# Job
Your task is to output the data exactly as it stands.
# # # # # # #
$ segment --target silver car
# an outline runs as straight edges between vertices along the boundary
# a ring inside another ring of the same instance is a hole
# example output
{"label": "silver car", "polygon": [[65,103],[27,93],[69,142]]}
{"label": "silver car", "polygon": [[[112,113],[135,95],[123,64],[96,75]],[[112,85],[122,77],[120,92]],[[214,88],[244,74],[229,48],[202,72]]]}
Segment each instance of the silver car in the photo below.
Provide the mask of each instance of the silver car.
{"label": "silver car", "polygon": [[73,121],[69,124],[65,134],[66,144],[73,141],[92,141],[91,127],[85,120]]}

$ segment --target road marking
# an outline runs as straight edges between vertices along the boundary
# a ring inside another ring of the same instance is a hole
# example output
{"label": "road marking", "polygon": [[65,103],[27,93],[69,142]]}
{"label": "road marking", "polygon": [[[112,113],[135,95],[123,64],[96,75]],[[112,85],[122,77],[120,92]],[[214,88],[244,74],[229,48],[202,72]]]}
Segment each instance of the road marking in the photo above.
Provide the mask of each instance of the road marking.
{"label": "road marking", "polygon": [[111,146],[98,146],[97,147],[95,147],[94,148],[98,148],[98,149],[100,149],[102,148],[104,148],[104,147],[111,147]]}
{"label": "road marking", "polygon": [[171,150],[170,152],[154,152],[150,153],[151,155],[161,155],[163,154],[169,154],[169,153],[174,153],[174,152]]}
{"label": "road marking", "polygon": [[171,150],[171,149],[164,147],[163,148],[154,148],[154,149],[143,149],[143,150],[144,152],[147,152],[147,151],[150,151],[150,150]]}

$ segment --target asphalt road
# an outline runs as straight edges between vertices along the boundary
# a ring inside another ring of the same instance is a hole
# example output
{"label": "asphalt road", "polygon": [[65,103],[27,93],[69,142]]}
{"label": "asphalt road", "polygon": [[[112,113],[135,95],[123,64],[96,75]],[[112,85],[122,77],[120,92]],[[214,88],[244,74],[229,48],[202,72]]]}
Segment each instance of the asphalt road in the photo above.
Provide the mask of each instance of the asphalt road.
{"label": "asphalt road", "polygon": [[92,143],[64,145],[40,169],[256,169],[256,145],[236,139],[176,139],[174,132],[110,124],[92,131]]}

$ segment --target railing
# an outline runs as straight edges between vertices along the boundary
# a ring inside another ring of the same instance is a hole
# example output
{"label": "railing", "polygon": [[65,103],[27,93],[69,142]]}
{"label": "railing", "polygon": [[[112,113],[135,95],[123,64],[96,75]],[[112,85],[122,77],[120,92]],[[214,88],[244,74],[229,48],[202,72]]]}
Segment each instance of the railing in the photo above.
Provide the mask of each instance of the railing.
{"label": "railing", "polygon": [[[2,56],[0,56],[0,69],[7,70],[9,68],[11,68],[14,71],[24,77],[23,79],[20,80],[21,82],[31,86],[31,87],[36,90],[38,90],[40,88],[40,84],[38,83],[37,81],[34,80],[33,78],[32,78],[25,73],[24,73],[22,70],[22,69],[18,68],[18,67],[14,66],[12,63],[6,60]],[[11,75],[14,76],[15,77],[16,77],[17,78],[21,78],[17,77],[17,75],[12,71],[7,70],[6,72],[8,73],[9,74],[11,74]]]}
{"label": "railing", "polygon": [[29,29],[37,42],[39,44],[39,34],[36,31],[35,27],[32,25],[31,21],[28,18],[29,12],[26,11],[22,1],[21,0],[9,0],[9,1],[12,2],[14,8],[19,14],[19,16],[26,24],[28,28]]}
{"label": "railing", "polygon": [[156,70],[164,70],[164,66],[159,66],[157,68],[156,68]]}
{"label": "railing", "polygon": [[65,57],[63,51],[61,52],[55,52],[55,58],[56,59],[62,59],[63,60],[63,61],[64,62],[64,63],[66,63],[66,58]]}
# # # # # # #
# Worked answer
$ segment --target silver car
# an outline runs as straight edges between vertices along the boundary
# a ring inside another ring of the same instance is a hole
# example output
{"label": "silver car", "polygon": [[65,103],[27,93],[69,142]]}
{"label": "silver car", "polygon": [[[112,113],[135,95],[123,64],[96,75]],[[112,85],[122,77],[120,92]],[[214,88],[244,74],[229,48],[202,72]]]}
Segment each instance of the silver car in the photo below.
Provide the mask of each instance of the silver car.
{"label": "silver car", "polygon": [[73,121],[69,124],[65,134],[66,144],[73,141],[92,141],[91,127],[85,120]]}

$ segment --target road marking
# an outline runs as straight edges between vertices along the boundary
# a ring inside another ring of the same instance is a hole
# example output
{"label": "road marking", "polygon": [[65,103],[27,93],[69,142]]}
{"label": "road marking", "polygon": [[[112,113],[135,95],[123,64],[96,75]],[[112,85],[122,77],[120,92]],[[214,88],[244,74],[229,48],[202,72]]]}
Segment each instance of the road marking in the photo above.
Provide the mask of each instance of the road marking.
{"label": "road marking", "polygon": [[111,146],[98,146],[97,147],[95,147],[94,148],[98,148],[98,149],[100,149],[102,148],[104,148],[104,147],[111,147]]}
{"label": "road marking", "polygon": [[171,150],[170,152],[154,152],[150,153],[151,155],[161,155],[163,154],[169,154],[169,153],[174,153],[174,152]]}
{"label": "road marking", "polygon": [[171,150],[171,149],[164,147],[163,148],[154,148],[154,149],[143,149],[143,150],[144,152],[147,152],[147,151],[150,151],[150,150]]}

$ segment --target asphalt road
# an outline runs as straight edges between vertices along the boundary
# a ring inside another ring of the same instance is a hole
# example output
{"label": "asphalt road", "polygon": [[65,103],[27,93],[69,142]]}
{"label": "asphalt road", "polygon": [[[112,113],[135,95],[123,64],[96,75]],[[112,85],[122,77],[120,92]],[[214,88],[244,74],[229,48],[202,72]]]}
Segment each instance of the asphalt road in the photo above.
Provide the mask of each instance of the asphalt road.
{"label": "asphalt road", "polygon": [[92,143],[64,145],[40,169],[256,169],[256,145],[236,139],[176,139],[174,132],[110,124],[92,131]]}

$ segment --target railing
# an outline runs as straight edges between vertices along the boundary
# a ring inside another ring of the same instance is a hole
# example output
{"label": "railing", "polygon": [[65,103],[27,93],[69,142]]}
{"label": "railing", "polygon": [[[112,113],[135,95],[123,64],[96,75]],[[112,85],[122,77],[120,92]],[[214,88],[244,74],[229,48],[202,72]]]}
Segment each instance of the railing in the photo above.
Provide the mask of each instance of the railing.
{"label": "railing", "polygon": [[[2,56],[0,56],[0,69],[7,70],[9,68],[11,68],[14,71],[24,77],[23,79],[20,80],[21,82],[31,86],[31,87],[36,90],[38,90],[40,88],[40,84],[38,83],[37,81],[34,80],[33,78],[32,78],[25,73],[24,73],[22,70],[22,69],[18,68],[18,67],[14,66],[12,63],[6,60]],[[11,75],[14,76],[15,77],[16,77],[17,78],[21,78],[17,77],[17,75],[12,71],[7,70],[6,72],[8,73],[9,74],[11,74]]]}
{"label": "railing", "polygon": [[29,29],[37,42],[39,44],[39,34],[36,31],[35,27],[32,25],[31,21],[28,18],[29,12],[26,11],[22,1],[21,0],[9,0],[9,1],[12,2],[14,8],[19,14],[19,16],[26,24],[28,28]]}
{"label": "railing", "polygon": [[156,70],[164,70],[164,66],[159,66],[157,68],[156,68]]}
{"label": "railing", "polygon": [[65,57],[63,51],[61,52],[55,52],[55,58],[56,59],[62,59],[63,60],[63,61],[64,62],[64,63],[66,63],[66,58]]}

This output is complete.